## Stated task
Copy out each of the records below word for word, keeping every line unchanged.

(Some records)
------------

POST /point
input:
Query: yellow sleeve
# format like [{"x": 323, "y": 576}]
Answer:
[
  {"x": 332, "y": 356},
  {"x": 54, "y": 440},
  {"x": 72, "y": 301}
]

------------

## Right answer
POST /point
input:
Query: yellow sleeve
# format like [{"x": 323, "y": 576}]
Answer:
[
  {"x": 332, "y": 356},
  {"x": 54, "y": 440},
  {"x": 72, "y": 301}
]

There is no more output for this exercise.